§ **Exercise brief**
Filter the records below down to lines containing "positive".
┄┄┄┄┄┄
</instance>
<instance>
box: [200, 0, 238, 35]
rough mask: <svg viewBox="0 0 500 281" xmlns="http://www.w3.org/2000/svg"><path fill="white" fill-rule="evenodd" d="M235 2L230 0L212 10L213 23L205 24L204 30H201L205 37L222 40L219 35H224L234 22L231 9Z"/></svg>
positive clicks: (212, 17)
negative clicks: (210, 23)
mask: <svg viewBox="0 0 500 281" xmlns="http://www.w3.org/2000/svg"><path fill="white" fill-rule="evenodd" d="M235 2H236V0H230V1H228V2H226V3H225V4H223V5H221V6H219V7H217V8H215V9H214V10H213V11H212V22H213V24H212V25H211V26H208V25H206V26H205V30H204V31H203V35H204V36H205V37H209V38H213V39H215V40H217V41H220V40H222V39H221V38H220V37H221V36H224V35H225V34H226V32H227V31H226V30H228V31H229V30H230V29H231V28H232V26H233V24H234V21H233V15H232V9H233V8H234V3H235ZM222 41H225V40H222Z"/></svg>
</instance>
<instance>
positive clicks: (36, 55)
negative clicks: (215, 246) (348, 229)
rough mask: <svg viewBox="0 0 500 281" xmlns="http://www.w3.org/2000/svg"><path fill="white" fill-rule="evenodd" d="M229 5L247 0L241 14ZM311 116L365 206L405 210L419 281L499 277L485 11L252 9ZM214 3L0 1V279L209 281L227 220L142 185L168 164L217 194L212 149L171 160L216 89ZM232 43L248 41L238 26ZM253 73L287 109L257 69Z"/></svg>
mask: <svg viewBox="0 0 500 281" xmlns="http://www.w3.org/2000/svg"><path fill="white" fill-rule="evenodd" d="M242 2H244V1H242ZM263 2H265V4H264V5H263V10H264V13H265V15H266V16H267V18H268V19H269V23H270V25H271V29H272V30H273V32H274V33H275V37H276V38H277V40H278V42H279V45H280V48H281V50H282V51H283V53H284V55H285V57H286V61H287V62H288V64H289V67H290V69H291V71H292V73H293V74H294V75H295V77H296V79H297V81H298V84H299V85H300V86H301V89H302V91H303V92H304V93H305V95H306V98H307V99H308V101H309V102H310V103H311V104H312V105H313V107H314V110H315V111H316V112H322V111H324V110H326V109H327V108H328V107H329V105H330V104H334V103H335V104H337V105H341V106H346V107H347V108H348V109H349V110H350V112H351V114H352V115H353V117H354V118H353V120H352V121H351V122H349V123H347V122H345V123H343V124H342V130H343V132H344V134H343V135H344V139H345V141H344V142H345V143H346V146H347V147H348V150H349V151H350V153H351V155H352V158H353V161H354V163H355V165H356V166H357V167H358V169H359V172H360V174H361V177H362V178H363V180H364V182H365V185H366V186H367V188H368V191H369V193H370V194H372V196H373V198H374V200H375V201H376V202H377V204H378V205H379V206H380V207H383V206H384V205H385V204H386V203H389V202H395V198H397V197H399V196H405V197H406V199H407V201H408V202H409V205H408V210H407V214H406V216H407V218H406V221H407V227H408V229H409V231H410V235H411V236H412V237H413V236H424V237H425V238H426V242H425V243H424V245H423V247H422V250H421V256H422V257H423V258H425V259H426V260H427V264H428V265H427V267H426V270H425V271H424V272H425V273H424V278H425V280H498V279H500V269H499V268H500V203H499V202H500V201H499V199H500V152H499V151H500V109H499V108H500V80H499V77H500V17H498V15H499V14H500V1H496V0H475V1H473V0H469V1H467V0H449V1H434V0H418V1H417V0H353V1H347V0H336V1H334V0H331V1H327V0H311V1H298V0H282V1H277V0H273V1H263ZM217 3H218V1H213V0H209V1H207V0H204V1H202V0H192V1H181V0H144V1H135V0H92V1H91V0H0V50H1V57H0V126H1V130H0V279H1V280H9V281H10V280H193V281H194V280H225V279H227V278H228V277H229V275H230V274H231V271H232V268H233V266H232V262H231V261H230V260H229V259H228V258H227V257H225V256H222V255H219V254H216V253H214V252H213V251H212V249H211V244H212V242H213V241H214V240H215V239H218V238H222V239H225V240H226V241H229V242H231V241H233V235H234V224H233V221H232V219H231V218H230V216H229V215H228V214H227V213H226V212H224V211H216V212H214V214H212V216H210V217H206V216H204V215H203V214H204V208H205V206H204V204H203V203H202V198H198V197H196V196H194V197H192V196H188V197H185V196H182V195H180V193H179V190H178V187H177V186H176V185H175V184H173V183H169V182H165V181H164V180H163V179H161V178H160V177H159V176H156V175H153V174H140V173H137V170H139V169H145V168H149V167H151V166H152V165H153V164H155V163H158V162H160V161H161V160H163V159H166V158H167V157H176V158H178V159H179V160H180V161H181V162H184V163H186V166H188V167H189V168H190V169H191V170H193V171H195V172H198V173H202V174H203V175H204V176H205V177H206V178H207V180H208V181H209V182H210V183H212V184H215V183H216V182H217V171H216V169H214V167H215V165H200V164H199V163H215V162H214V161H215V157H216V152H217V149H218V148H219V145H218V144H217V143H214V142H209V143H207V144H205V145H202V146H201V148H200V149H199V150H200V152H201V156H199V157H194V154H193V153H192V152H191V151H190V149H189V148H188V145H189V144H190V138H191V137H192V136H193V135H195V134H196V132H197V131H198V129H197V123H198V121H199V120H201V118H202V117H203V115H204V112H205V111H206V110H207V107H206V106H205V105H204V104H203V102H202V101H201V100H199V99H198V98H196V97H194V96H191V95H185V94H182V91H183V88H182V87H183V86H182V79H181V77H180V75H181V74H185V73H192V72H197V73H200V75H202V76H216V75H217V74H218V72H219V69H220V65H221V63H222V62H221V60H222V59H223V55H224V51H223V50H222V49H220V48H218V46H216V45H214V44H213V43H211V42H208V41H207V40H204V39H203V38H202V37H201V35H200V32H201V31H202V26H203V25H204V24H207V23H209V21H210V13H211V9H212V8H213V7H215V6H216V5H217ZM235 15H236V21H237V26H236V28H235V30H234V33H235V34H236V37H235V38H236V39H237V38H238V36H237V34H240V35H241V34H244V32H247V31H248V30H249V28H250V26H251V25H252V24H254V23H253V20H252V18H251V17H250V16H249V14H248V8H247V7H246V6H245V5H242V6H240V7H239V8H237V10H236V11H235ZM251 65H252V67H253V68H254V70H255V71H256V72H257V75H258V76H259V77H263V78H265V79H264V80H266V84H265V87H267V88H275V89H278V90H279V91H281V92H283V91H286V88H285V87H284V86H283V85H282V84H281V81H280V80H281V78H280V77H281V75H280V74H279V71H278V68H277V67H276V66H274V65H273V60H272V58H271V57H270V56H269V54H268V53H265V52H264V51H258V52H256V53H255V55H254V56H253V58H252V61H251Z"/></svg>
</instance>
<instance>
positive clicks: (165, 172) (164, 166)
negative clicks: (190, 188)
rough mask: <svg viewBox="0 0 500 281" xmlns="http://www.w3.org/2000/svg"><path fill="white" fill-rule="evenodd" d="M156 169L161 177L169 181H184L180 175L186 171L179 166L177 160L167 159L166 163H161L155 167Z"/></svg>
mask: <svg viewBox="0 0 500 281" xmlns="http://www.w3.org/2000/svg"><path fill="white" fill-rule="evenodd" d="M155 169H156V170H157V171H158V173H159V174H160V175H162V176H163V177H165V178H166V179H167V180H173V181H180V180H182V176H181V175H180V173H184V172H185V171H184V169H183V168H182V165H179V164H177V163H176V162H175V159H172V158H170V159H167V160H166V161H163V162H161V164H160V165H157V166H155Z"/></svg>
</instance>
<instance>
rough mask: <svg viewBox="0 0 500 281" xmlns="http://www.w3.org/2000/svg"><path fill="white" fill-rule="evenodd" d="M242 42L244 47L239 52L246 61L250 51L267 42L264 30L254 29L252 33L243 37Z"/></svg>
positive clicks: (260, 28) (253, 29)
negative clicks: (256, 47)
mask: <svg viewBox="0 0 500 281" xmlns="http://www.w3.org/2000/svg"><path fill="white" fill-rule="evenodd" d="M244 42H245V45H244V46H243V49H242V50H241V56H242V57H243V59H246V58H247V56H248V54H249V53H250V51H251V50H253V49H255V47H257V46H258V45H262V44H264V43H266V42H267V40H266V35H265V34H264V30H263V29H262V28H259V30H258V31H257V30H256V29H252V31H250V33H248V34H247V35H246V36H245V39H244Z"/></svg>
┄┄┄┄┄┄
§ **Response**
positive clicks: (212, 17)
positive clicks: (36, 55)
positive clicks: (165, 172) (164, 166)
positive clicks: (260, 28) (253, 29)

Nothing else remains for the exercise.